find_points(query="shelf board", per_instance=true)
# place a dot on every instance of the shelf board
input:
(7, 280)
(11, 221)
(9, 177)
○ ○ ○ ○
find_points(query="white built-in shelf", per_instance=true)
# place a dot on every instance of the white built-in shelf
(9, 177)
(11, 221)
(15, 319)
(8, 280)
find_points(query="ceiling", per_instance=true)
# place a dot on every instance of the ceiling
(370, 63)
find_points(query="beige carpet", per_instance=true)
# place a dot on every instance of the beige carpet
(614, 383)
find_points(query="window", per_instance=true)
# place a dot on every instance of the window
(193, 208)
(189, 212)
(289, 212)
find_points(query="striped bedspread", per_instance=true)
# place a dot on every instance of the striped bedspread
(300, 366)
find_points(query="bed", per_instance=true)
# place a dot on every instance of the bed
○ ○ ○ ○
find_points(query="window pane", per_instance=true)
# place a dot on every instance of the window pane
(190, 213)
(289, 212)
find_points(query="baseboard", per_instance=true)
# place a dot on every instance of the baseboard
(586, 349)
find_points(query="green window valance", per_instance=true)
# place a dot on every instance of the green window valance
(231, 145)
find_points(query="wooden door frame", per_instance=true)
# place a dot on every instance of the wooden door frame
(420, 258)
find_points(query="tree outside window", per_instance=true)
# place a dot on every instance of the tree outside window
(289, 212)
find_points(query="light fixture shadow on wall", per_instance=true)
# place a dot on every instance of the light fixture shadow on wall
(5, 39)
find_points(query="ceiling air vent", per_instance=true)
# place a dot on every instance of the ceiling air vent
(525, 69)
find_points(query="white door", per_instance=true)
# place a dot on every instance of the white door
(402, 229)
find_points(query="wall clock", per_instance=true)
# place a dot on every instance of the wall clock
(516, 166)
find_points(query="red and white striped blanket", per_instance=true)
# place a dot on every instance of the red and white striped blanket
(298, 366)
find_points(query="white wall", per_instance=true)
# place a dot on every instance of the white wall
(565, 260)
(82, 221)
○ ○ ○ ○
## Instructions to follow
Filter the data above, copying out every line that contains the string "pane". Treat the match as case-sensitive.

## Task result
find_points(query="window pane", per_instance=true)
# place a dot on every instance of the window pane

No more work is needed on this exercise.